本文 ::
######

当時はアングラの全盛期で新劇は肩身の狭い感じであったのですが、
アングラ芝居のエッセンスや歌舞伎のエッセンスを取り込んで、
新劇ながらアングラに負けない面白さを持つお芝居、
を目指して作られたものです。
井上ひさしさんのお芝居としては、
暗黒時代劇として完成度の高いもので、
木村光一さんの演出がまた、
アングラへの憧憬に満ちた力の入ったものでした。
僕が最初に観たのは1979年の紀伊國屋ホールで、
高橋長英さんがタイトルロールを演じ、
財津一郎さんや金内喜久夫さんも初演と同じキャストでした。
これは最初から最後まで興奮の連続で、
最後に巨大にデフォルメされた薮原検校の人形が、
舞台上に高々と吊り上げられ、
それが切断される場面の衝撃は、
今でも鮮烈に記憶しています。
これは実際にはアングラのパロディ的なもので、
その物真似的なものでもあったのですが、
僕にとってはこれがアングラ初体験と言って良いものだったので、
素直にその演出や手法の全てに感動し興奮したのです。
その後この作品は木村光一演出の傑作として、
再演を繰り返しましたが、
次第に経年劣化といって良い状態となりました。
1990年代に一度再演を観ましたが、
これは酷くて本当にガッカリしました。
それから蜷川幸雄さんがシアターコクーンで、
蜷川流の「薮原検校」を上演しました。
主役は古田新太さんでした。
この上演は確かに新鮮なところはあったのですが、
古典の語り物をパロディで語る場面などは、
古田さんの藝質には合っていませんでした。
その後2012年に野村萬斎さんが主役を演じた上演があり、
これは木村演出を意識した上で、
その上を狙った意欲的な上演で、
「薮原検校復活」を強く感じた素敵な舞台でした。
語り手の盲太夫には浅野和之さんで、
塙保己一役には小日向文世さんというキャストも強力で、
初演のトリオに匹敵するものでした。
この演出は再演もされましたが、
浅野和之さんが出たのは初演のみだったので、
再演はかなりボルテージは低いものになりました。
そして今回の上演は、
歌舞伎に造詣の深い杉原邦生さんの演出で、
歌舞伎の市川猿之助丈が主役を演じるというもので、
何を今更、という感じもあったのですが、
どんなものだろうと思って出掛けました。
これね、ニューヨークの裏町みたいなセットが外枠にあるので、
何か嫌だなあ、という気分になったのですが、
始まってみると意外にオーソドックスな演出でした。
最初に「緑内障」を「あおそこひ」と言う台詞があるのですが、
これを「りょくないしょう」と読んでいました。
「こんなことしちゃ駄目じゃん」と思ったのですが、
語り手は川平慈英で、
どうやら語り手は現代人で、
過去の物語を語るという趣向にしているようなのですね。
それでも如何なものかな、という気はしましたが、
意図はまあ分かりました。
この芝居は多くの役を6人の役者が、
代わる代わる演じるという趣向で、
どの役は誰、という指定は何もないのですね。
原作にはキャストは6人と書いてありますが、
今回の上演では6人以上出演しているので、
まあ何でもありなのです。

######

記録データ ::
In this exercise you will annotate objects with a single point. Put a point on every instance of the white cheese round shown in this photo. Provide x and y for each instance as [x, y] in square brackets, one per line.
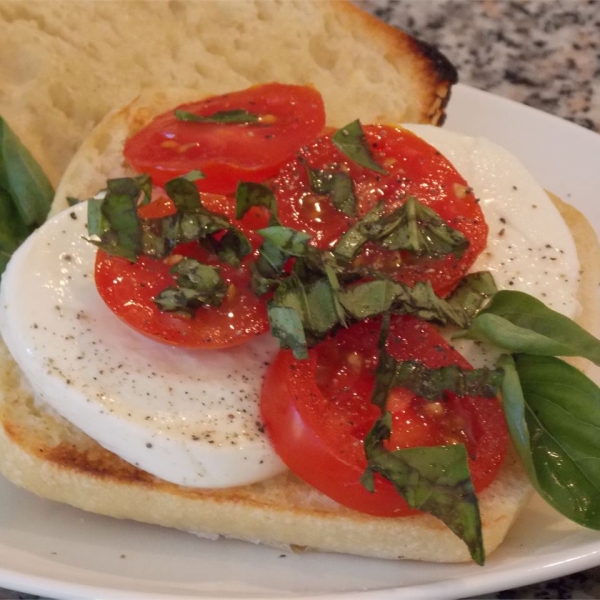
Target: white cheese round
[189, 417]
[530, 248]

######

出題内容 1 ::
「薮原検校」の劇評のうち、「最初に「緑内障」を「あおそこひ」と言う台詞があるのですが、」から始まり「まあ何でもありなのです。」まで続く部分を、「役者」を「俳優」に入れ替えて書き直してください。
出題内容 2 ::
「薮原検校」の劇評によると、1979年の紀伊國屋ホールの上演でタイトルロールを演じたのは誰ですか。
出題内容 3 ::
「薮原検校」の劇評を、最後の文の続きから書き進めてください。

解答例 1 ::
最初に「緑内障」を「あおそこひ」と言う台詞があるのですが、
これを「りょくないしょう」と読んでいました。
「こんなことしちゃ駄目じゃん」と思ったのですが、
語り手は川平慈英で、
どうやら語り手は現代人で、
過去の物語を語るという趣向にしているようなのですね。
それでも如何なものかな、という気はしましたが、
意図はまあ分かりました。
この芝居は多くの役を6人の俳優が、
代わる代わる演じるという趣向で、
どの役は誰、という指定は何もないのですね。
原作にはキャストは6人と書いてありますが、
今回の上演では6人以上出演しているので、
まあ何でもありなのです。

解答例 2 ::
高橋長英さんです。

解答例 3 ::
上演によってその割り振りが違うのですが、
今回は三宅健さんが出演するので、
通常より多くの役柄を、
三宅さんに割り振っています。
頑張っていましたが、
塙保己一役を三宅さんがやるのは、
猿之助丈より明らかに若く見えるので、
失敗であったように思います。
松雪泰子さんは抜群に良かったですね。
とてもとても良い舞台役者になったと思います。
演出は…うーん。
もっと工夫が欲しかったようには感じました。
ラストは木村演出のように人形を吊して切断するのですが、
リアルな大きさのマネキンみたいな人形なので、
あまりショッキングではなく詰まらないのですね。
これは原作には「人形を使う」なんて何処にも書いてはいないので、
もっと別の演出を、
せっかくだから見せて欲しかったと思いました。
また、誰がどの役をやってもいいのですから、
猿之助丈が早変わりで数役を演じてもいいと思いますし、
もっと盛り上げる部分は盛り上げて欲しかったですね。
せっかくだからもっと歌舞伎に振り切ったバージョンを、
見せて欲しかったと思いました。
出自の全く違う役者のぶつかり合いを見せたかったんだと思いますが、
結果的には猿之助丈が力押しに押しきって、
松雪泰子さん以外は一歩引いた感じになってしまいましたよね。
これではバランス的に詰まらないなと感じました。
トータルに、
これまでのこの作品の演出を、
特に木村演出を変えたかったのか変えたくなかったのか、
よく分からないという感じの上演で、
やや中途半端に終わった、という感じがありました。
「薮原検校」は僕の最愛の戯曲の1つには間違いがないのですが、
今回改めて見なおして、
さすがに古くなったな、とも感じました。
初演当時はとても衝撃的で斬新であった作品のテーマが、
今は矢張り色あせて感じます。
現代のように過去の考えや文化を全否定しても平気、
という世の中では、
時代を超えて残る作品というのは、
不可能に近いものなのかも知れません。
切ないですね。
それでは今日はこのくらいで。
皆さんも良い休日をお過ごし下さい。
石原がお送りしました。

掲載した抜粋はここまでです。